Set problem 1
Render this sentence from the debt repayment guide in Spanish: "Each year, you are entitled to one report from each of the three major credit reporting bureaus—Equifax, Experian, and TransUnion."
Set problem 2
Answer these questions using the debt repayment guide:
(a) From which website can the Make a Budget worksheet be downloaded?
(b) What phone number does the guide give for ordering credit report copies?
(c) What example of a self-help option does the guide mention?
Set problem 3
Write the next part of the debt repayment guide, picking up after its final sentence.

Given passage
▼
No matter what you owe, there are solutions to get you where you want to be—back on track.

Let’s face it, dealing with debt is challenging. Whether you’re paying down a loan or credit cards, it can be stressful. We want you to know that there is hope!

Your Situation

No matter what the situation might be, when it comes to paying down debt, there are options available. Additionally, it’s important to know that there’s no “one size fits all” solution.

To determine the best way to defeat your debt, begin by following these steps:

  1. Evaluate your monthly income and expenses to determine what you can afford to pay. Download the Make a Budget worksheet from consumer.gov to get started.
     
  2. Determine your debt profile: The type of debt you owe and the amount of each type.

    To compile an accurate debt profile, it’s helpful to obtain a copy of your credit report, if you haven’t done so already, through the Annual Credit Reporting Service. Each year, you are entitled to one report from each of the three major credit reporting bureaus—Equifax, Experian, and TransUnion. To order copies, visit www.annualcreditreport.com or call 877.322.8228.
     
  3. Select a repayment strategy: Decide which repayment strategy you think will work best for you. Several possible strategies are outlined below.

    If you can manage to find a surplus in your budget, pursuing a self-help option, such as a fast-tracked repayment plan, might be the best way to pay down your debt. Utilize a debt repayment calculator to figure out if the amount you can afford to pay will make a difference.
▲
Annotated coordinate records:
▼
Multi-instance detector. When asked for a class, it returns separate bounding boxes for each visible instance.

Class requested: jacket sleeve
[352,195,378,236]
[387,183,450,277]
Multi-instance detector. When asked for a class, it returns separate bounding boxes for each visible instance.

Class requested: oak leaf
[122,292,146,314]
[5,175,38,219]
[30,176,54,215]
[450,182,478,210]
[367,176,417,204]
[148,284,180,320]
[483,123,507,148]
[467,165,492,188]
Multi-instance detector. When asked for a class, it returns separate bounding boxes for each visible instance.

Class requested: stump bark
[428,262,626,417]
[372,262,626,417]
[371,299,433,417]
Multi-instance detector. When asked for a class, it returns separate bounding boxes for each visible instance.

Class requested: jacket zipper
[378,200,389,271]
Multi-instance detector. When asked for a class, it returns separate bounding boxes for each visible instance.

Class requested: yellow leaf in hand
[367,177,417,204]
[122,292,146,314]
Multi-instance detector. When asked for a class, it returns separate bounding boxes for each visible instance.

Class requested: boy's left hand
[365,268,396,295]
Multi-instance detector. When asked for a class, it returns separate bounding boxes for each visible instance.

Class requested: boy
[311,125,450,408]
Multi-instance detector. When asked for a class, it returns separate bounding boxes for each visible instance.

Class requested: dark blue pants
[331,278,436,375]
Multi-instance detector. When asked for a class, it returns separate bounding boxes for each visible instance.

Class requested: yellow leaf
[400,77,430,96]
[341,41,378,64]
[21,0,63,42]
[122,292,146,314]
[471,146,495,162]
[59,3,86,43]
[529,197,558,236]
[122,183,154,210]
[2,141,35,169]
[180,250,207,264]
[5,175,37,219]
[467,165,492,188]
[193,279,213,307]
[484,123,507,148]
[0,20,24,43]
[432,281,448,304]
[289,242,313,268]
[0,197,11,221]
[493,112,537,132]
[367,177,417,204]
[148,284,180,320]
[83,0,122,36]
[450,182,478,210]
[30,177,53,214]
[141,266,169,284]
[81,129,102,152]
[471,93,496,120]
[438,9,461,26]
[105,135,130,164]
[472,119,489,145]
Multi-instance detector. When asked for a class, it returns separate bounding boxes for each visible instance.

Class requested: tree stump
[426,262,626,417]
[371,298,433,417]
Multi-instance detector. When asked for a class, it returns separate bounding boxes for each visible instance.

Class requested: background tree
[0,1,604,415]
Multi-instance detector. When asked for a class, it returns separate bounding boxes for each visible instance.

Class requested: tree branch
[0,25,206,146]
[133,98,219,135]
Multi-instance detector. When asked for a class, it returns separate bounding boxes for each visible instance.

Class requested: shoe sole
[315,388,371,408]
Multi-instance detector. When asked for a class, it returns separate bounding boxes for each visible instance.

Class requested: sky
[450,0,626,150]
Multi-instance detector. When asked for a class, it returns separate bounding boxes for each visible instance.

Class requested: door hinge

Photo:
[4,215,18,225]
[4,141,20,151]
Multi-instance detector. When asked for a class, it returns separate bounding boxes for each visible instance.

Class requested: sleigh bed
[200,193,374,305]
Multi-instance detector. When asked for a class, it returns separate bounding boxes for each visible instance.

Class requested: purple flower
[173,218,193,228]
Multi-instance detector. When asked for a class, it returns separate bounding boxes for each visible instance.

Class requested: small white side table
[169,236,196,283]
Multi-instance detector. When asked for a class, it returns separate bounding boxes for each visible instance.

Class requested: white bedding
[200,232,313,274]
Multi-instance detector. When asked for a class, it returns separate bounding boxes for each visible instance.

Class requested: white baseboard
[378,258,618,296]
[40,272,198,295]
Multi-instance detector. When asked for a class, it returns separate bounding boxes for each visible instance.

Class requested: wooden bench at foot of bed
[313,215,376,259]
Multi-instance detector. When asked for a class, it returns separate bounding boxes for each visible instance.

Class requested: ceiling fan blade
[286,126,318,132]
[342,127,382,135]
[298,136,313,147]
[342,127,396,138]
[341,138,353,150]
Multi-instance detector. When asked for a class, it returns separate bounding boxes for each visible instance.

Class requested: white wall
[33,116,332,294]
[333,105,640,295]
▲
Answer 1
Cada año, usted tiene derecho a un informe de cada una de las tres principales agencias de informes crediticios: Equifax, Experian y TransUnion.

Answer 2
(a) consumer.gov
(b) 877.322.8228
(c) A fast-tracked repayment plan

Answer 3
    Otherwise, exploring outside help is important to consider. Thankfully, there are trusted services available to help you. Review the following chart to learn which services may fit with the type of debt you owe:
Debt Services Breakdown
Type of Debt Products/Services Available
Unsecured – credit cards, collections, etc. Consolidation loans
Home equity loans
Credit counseling/Debt management
Secured – car loans, home loans, etc. Home equity loans
Student loans Consolidation loans
Home equity loans
Government-based repayment plans
Taxes & fines Consolidation loans
Home equity loans

Continue reading for more information on repayment strategies to consider.

Self Help

Finding a way to pay down your debt on your own has benefits. It’s typically the cost effective option and is beneficial in restoring your credit history. On the flip side, self-help solutions require specific circumstances—positive monthly cash flow, ability to make significant payments, good credit, etc.—that aren’t normally in the cards for those in financial distress. Following are some trusted self-help opportunities for anyone attempting to eliminate debt:

Evaluate your options

Work with your creditors to evaluate options and solutions. Share the challenges you face and express your desire to identify a plan to get back on track.

Credit card balance transfers

Obviously the point of a balance transfer is to move your debt to a lower interest card. Unfortunately, there are some issues to watch out for. Number one is that there’s almost always a transfer fee and a limited period for the lower interest. Secondly, there will be a credit check done which can lower your credit score.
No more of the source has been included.